» **Material provided**:
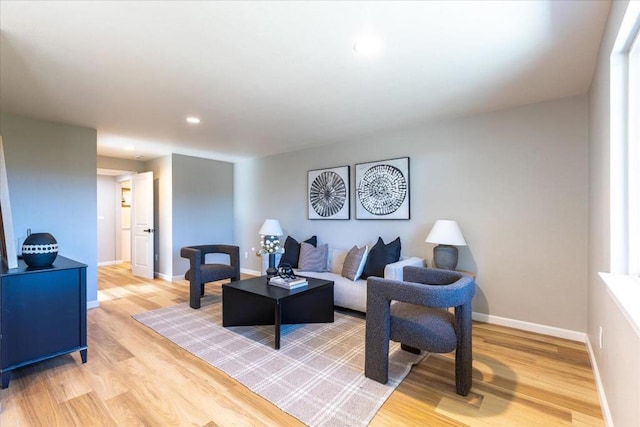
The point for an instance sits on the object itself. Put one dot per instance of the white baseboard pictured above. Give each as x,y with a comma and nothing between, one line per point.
531,327
251,272
608,420
162,276
104,263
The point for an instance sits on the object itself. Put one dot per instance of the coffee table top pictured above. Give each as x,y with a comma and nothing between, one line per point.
259,286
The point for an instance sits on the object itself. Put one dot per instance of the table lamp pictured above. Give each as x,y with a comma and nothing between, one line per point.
447,235
270,231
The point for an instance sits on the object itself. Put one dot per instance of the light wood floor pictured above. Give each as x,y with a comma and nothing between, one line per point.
135,377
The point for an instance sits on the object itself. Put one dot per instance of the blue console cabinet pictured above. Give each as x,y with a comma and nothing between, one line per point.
43,314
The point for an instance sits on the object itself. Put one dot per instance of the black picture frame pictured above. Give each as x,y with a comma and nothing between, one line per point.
382,189
328,193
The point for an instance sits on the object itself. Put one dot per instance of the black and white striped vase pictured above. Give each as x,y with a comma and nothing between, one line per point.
39,250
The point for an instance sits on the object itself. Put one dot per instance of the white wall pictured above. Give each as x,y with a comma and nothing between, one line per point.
51,170
106,208
515,180
618,360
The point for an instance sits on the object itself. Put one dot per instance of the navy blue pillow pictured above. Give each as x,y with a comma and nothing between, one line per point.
292,250
379,256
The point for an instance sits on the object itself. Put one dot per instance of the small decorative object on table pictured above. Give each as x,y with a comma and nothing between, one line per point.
270,244
447,234
39,250
287,279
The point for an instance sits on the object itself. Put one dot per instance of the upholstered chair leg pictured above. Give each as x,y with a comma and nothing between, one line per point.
194,294
376,357
464,357
410,349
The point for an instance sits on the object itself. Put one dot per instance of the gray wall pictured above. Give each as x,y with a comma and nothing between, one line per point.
202,204
515,180
51,171
617,361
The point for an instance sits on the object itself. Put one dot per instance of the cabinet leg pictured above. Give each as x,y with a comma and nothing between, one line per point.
6,376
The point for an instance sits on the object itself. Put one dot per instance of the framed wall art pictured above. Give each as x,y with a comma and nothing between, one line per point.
328,193
382,189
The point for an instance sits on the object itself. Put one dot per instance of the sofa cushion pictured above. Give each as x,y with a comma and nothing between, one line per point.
354,263
291,253
312,258
379,256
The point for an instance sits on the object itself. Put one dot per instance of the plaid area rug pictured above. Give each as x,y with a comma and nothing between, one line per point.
317,375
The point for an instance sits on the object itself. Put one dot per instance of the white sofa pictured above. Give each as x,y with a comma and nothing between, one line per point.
349,294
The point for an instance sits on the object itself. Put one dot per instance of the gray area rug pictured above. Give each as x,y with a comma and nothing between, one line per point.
317,375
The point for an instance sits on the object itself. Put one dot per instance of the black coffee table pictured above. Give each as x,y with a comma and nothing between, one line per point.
253,301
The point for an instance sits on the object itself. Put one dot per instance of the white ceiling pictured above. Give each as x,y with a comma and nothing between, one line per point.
269,77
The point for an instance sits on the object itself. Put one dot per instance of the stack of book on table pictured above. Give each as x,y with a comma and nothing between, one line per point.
288,283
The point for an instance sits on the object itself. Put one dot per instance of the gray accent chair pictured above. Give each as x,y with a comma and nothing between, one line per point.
200,273
415,313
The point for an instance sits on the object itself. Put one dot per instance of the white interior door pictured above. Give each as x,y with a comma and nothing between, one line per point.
142,225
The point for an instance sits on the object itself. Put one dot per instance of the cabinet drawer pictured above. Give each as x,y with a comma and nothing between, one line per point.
40,315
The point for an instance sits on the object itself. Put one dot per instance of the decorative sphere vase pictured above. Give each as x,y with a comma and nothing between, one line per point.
39,250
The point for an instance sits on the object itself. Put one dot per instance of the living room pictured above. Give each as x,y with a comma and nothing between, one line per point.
528,184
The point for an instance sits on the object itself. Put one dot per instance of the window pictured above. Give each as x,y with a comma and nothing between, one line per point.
625,147
624,281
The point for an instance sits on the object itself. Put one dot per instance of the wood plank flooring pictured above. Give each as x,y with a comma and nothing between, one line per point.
136,377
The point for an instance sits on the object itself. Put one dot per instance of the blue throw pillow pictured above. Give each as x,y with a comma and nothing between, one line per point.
379,256
292,250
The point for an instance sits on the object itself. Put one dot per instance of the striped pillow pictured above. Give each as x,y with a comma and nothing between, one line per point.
313,259
354,263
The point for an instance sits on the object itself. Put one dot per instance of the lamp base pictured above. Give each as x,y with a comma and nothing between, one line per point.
445,257
271,271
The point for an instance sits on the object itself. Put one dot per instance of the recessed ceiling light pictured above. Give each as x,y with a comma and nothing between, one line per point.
368,46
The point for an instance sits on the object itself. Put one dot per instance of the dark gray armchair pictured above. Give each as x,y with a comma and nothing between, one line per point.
414,313
200,273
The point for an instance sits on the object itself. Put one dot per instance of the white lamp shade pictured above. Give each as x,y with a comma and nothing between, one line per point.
446,232
271,227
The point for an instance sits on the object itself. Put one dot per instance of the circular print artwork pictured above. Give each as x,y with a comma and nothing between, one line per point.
382,189
328,194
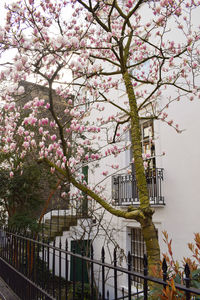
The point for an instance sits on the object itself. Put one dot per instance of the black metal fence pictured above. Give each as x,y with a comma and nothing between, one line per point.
37,270
125,191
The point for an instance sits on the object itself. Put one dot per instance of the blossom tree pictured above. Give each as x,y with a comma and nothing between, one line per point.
148,49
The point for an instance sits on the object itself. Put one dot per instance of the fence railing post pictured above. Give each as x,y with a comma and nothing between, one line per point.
164,270
145,274
129,276
115,272
187,281
103,273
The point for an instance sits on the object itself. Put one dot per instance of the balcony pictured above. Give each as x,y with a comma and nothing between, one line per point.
125,191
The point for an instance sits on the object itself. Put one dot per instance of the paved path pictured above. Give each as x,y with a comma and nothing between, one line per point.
5,292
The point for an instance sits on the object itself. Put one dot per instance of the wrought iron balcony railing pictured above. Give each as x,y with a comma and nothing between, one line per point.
125,191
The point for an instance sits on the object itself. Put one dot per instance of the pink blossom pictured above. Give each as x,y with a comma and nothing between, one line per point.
105,173
53,137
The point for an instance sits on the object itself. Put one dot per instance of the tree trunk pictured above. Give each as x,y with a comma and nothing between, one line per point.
148,229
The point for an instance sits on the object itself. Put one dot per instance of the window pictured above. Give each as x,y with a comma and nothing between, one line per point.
138,249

» **Aim of the exercise**:
Starting at the line that contains "of the paved", quote each remaining line of the entries above, unchanged.

» **Result below**:
The point for an instance sits on the object itself. Put one dot per instance of the paved path pictured above. Give each as x,y with a comma and nothing between, one line per point.
5,292
The point for an instance sits on the object itself. Put one dot per instance of the wrought iron balcony railing pictured above. Give each as x,y with a comma and nothing between, one line per point.
125,191
The point for an instance sits on the object itself. Put one dot per instance of the pink blossom pictured above. Give each as x,y with a comma and nothing between, one line per point.
105,173
53,137
The point for an instance sits on the object itself. Put one dot per instance of the tree trunk pictured above. Give each as x,y with a comma and nothing between, one line per point.
148,229
The point for an instance sits on the object itself. Put one dot per instance of the window pictured above. Give each as x,y with a comma and nothing between, one line per point.
138,249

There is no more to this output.